- **Article**
Tempest 4000 sticks very close to the core concepts of the original game; you have a crab-like ship that can only manoeuvre along the outer edge of each level and the the aim of the game is to destroy all the enemy ships to progress to the next stage. With 100 stages in total and a huge variation in shapes for each stage, it will certainly take a while to master this.

The game doesn’t give you much to go on and it offers hints in plain text whilst playing. This can be a distraction and often I found myself suffering a death because I wasn’t focused on the action, instead preferring to spend time reading a line of text. The main menu is also ever so slightly confusing – dark with bright neon text that often stops your eyes from seeing the button prompts at the bottom. Level selection is navigated with the d-pad and again this comes across as confusing when the game doesn’t properly explain that scrolling through levels can also change the mode in which you are playing.

Thankfully the menu isn’t the be all and end all here, and once you have your head around it and get into the action, things start to look up. The controls are simple as you scroll the ship with left and right, fire with A and use your special with the B button; with enemies coming thick and fast, it won’t be long before you’re blasting away, filling the screen with bright particle effects and desperately trying to stop them from reaching the top of the level. Scrolling left and right does take a bit of getting used to, due to the odd acceleration effect your craft has while scrolling around, but once you have it down it all becomes second nature.

There are also power ups on hand that can be collected via the green cross marks that scroll up segments of each level. These can range from extra lives to an AI buddy, or even the ability to jump while scrolling the level; this last one allows you to come back from certain defeat by jumping over the enemies at the top and blasting them away before you land. The power ups themselves are well thought out and add a nice touch to the core gameplay here.

Difficulty can spike wildly and Tempest 4000 is certainly not for those with a lack of patience. However, you can come back to any level once you have visited it once in order to perfect it for your next full run through, and that is a nice touch that allows newcomers to get that vital practice required to learn the ins and outs of the game. The main meat here is Pure mode that has you running through all one hundred levels just trying to make it to the end. It’s joined by a Survival mode that sees you getting as far as you can with one life and the standard offering which allows you to select any level as a starting point for the aforementioned practice runs.

- **Entries provided**
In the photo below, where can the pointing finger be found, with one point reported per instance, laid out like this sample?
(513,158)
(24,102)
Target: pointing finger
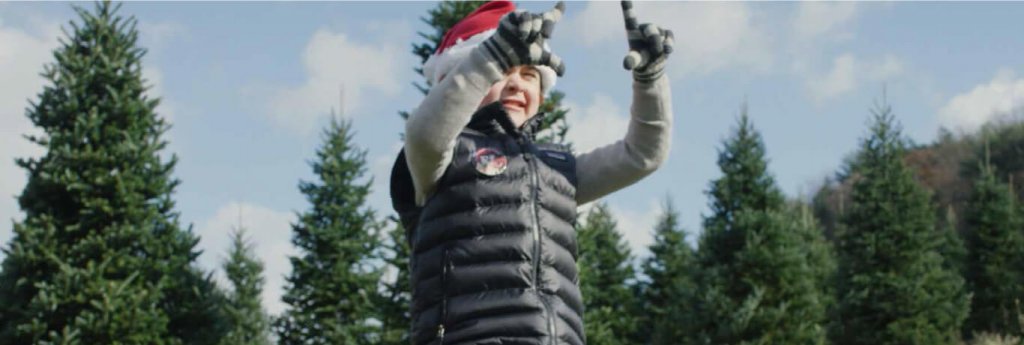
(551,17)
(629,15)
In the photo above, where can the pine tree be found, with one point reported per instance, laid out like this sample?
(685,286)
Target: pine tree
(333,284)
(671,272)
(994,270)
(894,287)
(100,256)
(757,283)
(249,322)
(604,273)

--

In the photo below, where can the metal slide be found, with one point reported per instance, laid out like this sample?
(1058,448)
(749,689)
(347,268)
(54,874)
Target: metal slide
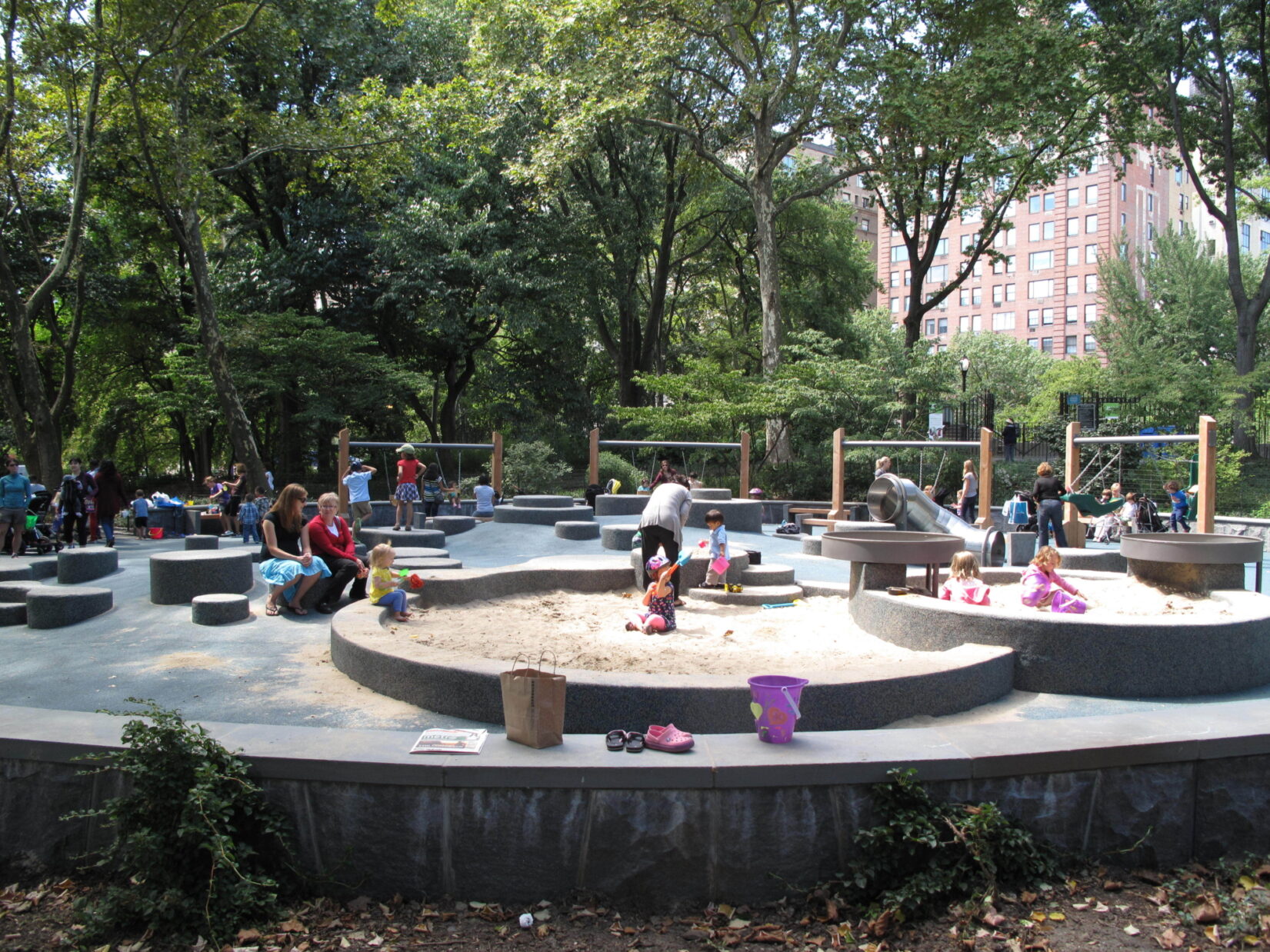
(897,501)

--

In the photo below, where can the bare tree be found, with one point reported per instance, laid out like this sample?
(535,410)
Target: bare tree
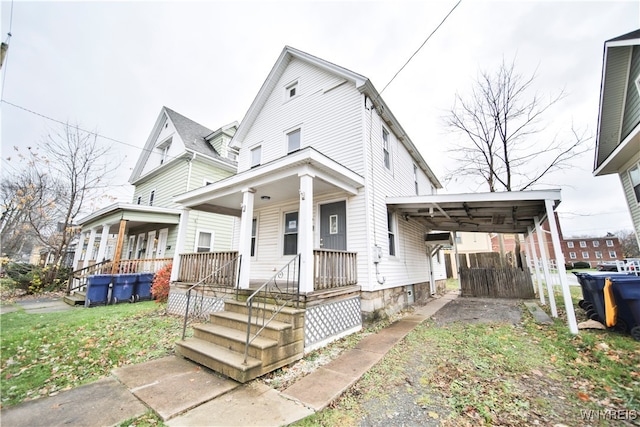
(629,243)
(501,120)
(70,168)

- **Task objective**
Pick up the Tempest 4000 review after its last sentence and keep writing it.

- **Result of this task**
Level variety is really good, ranging from a simple flat stage up to complex shapes that require a little more finesse to navigate. I did sometimes find that the slightly off angle camera can obscure the view of exactly which segment you are currently on, but again as with other issues it is something you can easily learn to overcome. Enemies come in a pretty decent variety of flavours too, with each one requiring a slightly different technique to destroy. Some are simple one shots while others require multiple shots, and there are some that may even leave a block on that requires some extra attacks to completely get rid of.

Graphically and Tempest 4000 again sticks pretty close to the visuals found in the original except this time around you get a nice 3D style view. Colours are bright – standing out especially on the black background – however these can sometimes detract from the action on screen. Sound is good, the music echoes tunes from past Tempest and does a great job keeping you pumped while playing, whilst the sound effects are also nice and despite being high quality manage to retain a nice retro feel to them.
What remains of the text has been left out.